Según los datos de UNICEF que cita el texto de estudio, ¿cuántos niños crecen en zonas de guerra?

_Texto de estudio_
************

El nene de cinco años, paradito en el trapo de piso con lavandina puesto en la entrada de la casa de los abuelos, dice: «¿Puedo pasar?». El abuelo contiene las ganas de llorar y le dice: «¡Pero claro!». Una vez adentro el nene hace lo de siempre. Va y viene. Juega. Obviamente, la casa de los abuelos es su casa. La nena, más chiquita e intrépida, entra rápidamente con el codito preparado para decir luego: «Les di codito a los abuelos». Los abuelos y los nietos estuvieron muchos meses sin verse, haciendo videollamadas que algunas veces calmaban y otras aumentaban la angustia de niños y adultos. Se extrañaron muchísimo. Muchísimo. Por supuesto, también esos abuelos con sus hijos y sus hijos con ellos.
Las ganas de llorar del abuelo no eran sólo por su nieto que preguntaba, por su nieta y el codito, por la emoción de verlos. Ambos, niño y niña, maravillosamente contenidos por la mamá y el papá y la tía y el tío. Las ganas de llorar eran también por todos los niños del mundo. Por la infancia.
Hay infancias distorsionadas sin necesidad de la pandemia. Datos de hace unos años de UNICEF muestran que doscientos cincuenta millones de niños crecen en zonas de guerra. En Argentina (seguramente también en otros países), niños viven en la pobreza o debajo de la línea de pobreza. Al lado de basurales y aguas servidas. Contaminándose con desechos que otra gente «tira por ahí». Con una alimentación escasísima y carente de nutrientes necesarios. Pudiendo ir a la escuela, o no; según muchas variables, entre ellas, el clima. Habitualmente, sin juguetes.

************

_Material proporcionado_
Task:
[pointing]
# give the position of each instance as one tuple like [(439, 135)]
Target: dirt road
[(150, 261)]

************

_Espacio de respuesta_
Doscientos cincuenta millones de niños.